» WHAT THIS TASK INVOLVES
Could you pull out every one of the rows below and reproduce each of their lines verbatim?

» ENTRIES SHOWN

[BEGIN]

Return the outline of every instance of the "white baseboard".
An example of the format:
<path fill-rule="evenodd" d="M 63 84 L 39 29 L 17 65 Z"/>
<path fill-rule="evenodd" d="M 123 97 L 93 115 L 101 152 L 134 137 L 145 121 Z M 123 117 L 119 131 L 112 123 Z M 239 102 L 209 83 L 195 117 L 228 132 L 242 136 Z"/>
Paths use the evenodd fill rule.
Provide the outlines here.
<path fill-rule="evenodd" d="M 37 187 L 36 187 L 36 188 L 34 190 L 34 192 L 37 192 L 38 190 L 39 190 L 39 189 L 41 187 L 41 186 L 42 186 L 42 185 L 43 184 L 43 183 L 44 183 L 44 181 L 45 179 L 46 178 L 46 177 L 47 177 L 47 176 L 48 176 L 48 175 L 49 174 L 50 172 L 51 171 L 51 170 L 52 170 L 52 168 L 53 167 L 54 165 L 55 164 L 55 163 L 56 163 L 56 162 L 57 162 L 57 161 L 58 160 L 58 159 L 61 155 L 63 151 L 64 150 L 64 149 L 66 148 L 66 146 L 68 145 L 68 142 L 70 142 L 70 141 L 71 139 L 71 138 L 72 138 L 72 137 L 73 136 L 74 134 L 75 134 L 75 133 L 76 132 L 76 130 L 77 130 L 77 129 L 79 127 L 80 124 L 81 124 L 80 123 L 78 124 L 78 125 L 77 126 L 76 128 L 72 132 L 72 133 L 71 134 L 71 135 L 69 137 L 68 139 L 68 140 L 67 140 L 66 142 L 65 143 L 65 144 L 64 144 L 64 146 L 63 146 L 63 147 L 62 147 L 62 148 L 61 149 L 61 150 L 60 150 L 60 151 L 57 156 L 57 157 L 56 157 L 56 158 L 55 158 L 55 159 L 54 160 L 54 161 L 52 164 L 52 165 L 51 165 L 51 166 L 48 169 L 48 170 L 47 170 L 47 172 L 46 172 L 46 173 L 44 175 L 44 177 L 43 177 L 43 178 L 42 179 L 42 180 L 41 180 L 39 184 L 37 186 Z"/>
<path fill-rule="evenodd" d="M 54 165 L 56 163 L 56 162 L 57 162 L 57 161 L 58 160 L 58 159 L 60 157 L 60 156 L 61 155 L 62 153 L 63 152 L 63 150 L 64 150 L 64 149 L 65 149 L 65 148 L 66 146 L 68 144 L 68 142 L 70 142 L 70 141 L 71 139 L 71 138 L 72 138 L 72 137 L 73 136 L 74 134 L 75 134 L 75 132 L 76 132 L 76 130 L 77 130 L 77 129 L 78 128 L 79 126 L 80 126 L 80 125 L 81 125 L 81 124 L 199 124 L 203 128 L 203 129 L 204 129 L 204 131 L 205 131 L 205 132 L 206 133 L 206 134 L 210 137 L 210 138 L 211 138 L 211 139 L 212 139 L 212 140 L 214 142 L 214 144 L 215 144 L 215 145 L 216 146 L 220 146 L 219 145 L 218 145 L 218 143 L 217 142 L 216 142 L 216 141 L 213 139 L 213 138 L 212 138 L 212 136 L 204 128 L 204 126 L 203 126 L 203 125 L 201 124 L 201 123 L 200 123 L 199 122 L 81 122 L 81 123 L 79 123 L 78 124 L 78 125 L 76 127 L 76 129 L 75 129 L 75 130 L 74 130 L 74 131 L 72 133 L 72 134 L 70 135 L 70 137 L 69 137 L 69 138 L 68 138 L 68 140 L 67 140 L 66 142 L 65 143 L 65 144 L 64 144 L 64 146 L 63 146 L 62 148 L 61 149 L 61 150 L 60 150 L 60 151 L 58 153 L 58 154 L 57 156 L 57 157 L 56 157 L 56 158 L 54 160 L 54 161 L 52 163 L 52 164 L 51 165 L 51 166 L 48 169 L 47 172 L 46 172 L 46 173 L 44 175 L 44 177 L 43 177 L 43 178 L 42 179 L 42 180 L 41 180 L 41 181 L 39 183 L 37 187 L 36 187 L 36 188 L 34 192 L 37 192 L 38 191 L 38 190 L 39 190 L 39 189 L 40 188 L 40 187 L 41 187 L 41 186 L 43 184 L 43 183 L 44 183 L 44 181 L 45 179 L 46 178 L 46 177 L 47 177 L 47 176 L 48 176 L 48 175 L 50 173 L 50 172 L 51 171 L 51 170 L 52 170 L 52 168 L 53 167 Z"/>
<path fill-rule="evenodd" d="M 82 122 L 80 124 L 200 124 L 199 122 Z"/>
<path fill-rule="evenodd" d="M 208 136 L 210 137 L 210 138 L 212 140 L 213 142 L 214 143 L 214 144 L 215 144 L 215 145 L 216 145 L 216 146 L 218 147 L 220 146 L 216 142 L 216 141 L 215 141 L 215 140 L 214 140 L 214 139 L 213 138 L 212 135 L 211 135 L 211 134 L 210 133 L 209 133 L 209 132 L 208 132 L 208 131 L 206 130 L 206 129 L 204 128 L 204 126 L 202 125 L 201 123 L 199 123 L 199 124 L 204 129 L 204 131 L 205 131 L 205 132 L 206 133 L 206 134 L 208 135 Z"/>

[END]

» FINAL ANSWER
Return the outline of every instance of the "white baseboard".
An example of the format:
<path fill-rule="evenodd" d="M 63 84 L 39 29 L 17 65 Z"/>
<path fill-rule="evenodd" d="M 123 97 L 93 115 L 101 152 L 134 137 L 145 121 Z M 123 117 L 119 131 L 112 123 Z M 239 102 L 209 83 L 195 117 L 228 132 L 242 136 Z"/>
Paths use the evenodd fill rule.
Provide the outlines here.
<path fill-rule="evenodd" d="M 37 187 L 36 187 L 36 188 L 34 190 L 34 192 L 37 192 L 38 190 L 39 190 L 39 189 L 41 187 L 41 186 L 42 186 L 42 185 L 43 184 L 43 183 L 44 183 L 44 181 L 45 179 L 46 178 L 46 177 L 47 177 L 47 176 L 48 176 L 48 175 L 49 174 L 50 172 L 51 171 L 51 170 L 52 170 L 52 168 L 53 167 L 54 165 L 55 164 L 55 163 L 56 163 L 56 162 L 57 162 L 57 161 L 58 160 L 58 159 L 61 155 L 63 151 L 64 150 L 64 149 L 66 148 L 66 146 L 68 145 L 68 142 L 70 142 L 70 141 L 71 139 L 71 138 L 72 138 L 72 137 L 73 136 L 74 134 L 75 134 L 75 133 L 76 132 L 76 130 L 77 130 L 77 129 L 79 127 L 80 124 L 81 124 L 80 123 L 78 124 L 78 125 L 77 126 L 76 128 L 72 132 L 72 133 L 71 134 L 71 135 L 69 137 L 68 139 L 68 140 L 67 140 L 66 142 L 65 143 L 65 144 L 64 144 L 64 146 L 63 146 L 63 147 L 62 147 L 62 148 L 61 149 L 61 150 L 60 150 L 60 151 L 57 156 L 57 157 L 56 157 L 56 158 L 55 158 L 55 159 L 54 160 L 54 161 L 52 164 L 52 165 L 51 165 L 51 166 L 48 169 L 48 170 L 47 170 L 47 172 L 46 172 L 46 173 L 44 175 L 44 177 L 43 177 L 43 178 L 42 179 L 42 180 L 41 180 L 39 184 L 37 186 Z"/>
<path fill-rule="evenodd" d="M 54 165 L 56 163 L 56 162 L 57 162 L 57 161 L 58 160 L 58 159 L 60 157 L 60 156 L 61 155 L 62 153 L 63 152 L 63 150 L 64 150 L 64 149 L 65 149 L 65 148 L 66 146 L 68 144 L 68 142 L 70 142 L 70 141 L 71 139 L 71 138 L 72 138 L 72 137 L 73 136 L 74 134 L 75 134 L 75 132 L 76 132 L 76 130 L 77 130 L 77 129 L 78 128 L 79 126 L 80 126 L 80 125 L 81 125 L 81 124 L 199 124 L 203 128 L 203 129 L 204 129 L 204 131 L 205 131 L 205 132 L 206 133 L 206 134 L 210 137 L 210 138 L 211 138 L 211 139 L 212 139 L 212 140 L 214 142 L 214 144 L 215 144 L 215 145 L 216 146 L 220 146 L 219 145 L 218 145 L 218 143 L 217 142 L 216 142 L 216 141 L 213 139 L 213 138 L 212 138 L 212 136 L 204 128 L 204 126 L 203 126 L 203 125 L 201 124 L 201 123 L 200 123 L 199 122 L 81 122 L 81 123 L 79 123 L 78 124 L 78 125 L 76 127 L 76 129 L 75 129 L 75 130 L 74 130 L 74 131 L 72 133 L 72 134 L 70 135 L 70 137 L 69 137 L 69 138 L 68 138 L 68 140 L 67 140 L 66 142 L 65 143 L 65 144 L 64 144 L 64 146 L 63 146 L 62 148 L 61 149 L 61 150 L 60 150 L 60 151 L 58 153 L 58 154 L 57 156 L 57 157 L 56 157 L 56 158 L 54 160 L 54 161 L 52 163 L 52 164 L 51 165 L 51 166 L 48 169 L 47 172 L 46 172 L 46 173 L 44 175 L 44 177 L 43 177 L 43 178 L 42 179 L 42 180 L 41 180 L 41 181 L 39 183 L 37 187 L 36 187 L 36 188 L 34 192 L 37 192 L 38 191 L 38 190 L 39 190 L 39 189 L 40 188 L 40 187 L 41 187 L 41 186 L 43 184 L 43 183 L 44 183 L 44 181 L 45 179 L 46 178 L 46 177 L 47 177 L 47 176 L 48 176 L 48 175 L 50 173 L 50 172 L 51 171 L 51 170 L 52 170 L 52 168 L 53 167 Z"/>
<path fill-rule="evenodd" d="M 82 122 L 80 124 L 200 124 L 199 122 Z"/>
<path fill-rule="evenodd" d="M 208 136 L 210 137 L 210 138 L 212 140 L 213 142 L 214 143 L 214 144 L 215 144 L 215 145 L 216 145 L 216 146 L 218 147 L 220 146 L 216 142 L 216 141 L 215 141 L 215 140 L 214 140 L 214 139 L 213 138 L 212 135 L 211 135 L 211 134 L 210 133 L 209 133 L 209 132 L 208 132 L 208 131 L 206 130 L 206 129 L 204 128 L 204 126 L 202 125 L 201 123 L 199 123 L 199 124 L 204 129 L 204 131 L 205 131 L 205 132 L 206 133 L 206 134 L 208 135 Z"/>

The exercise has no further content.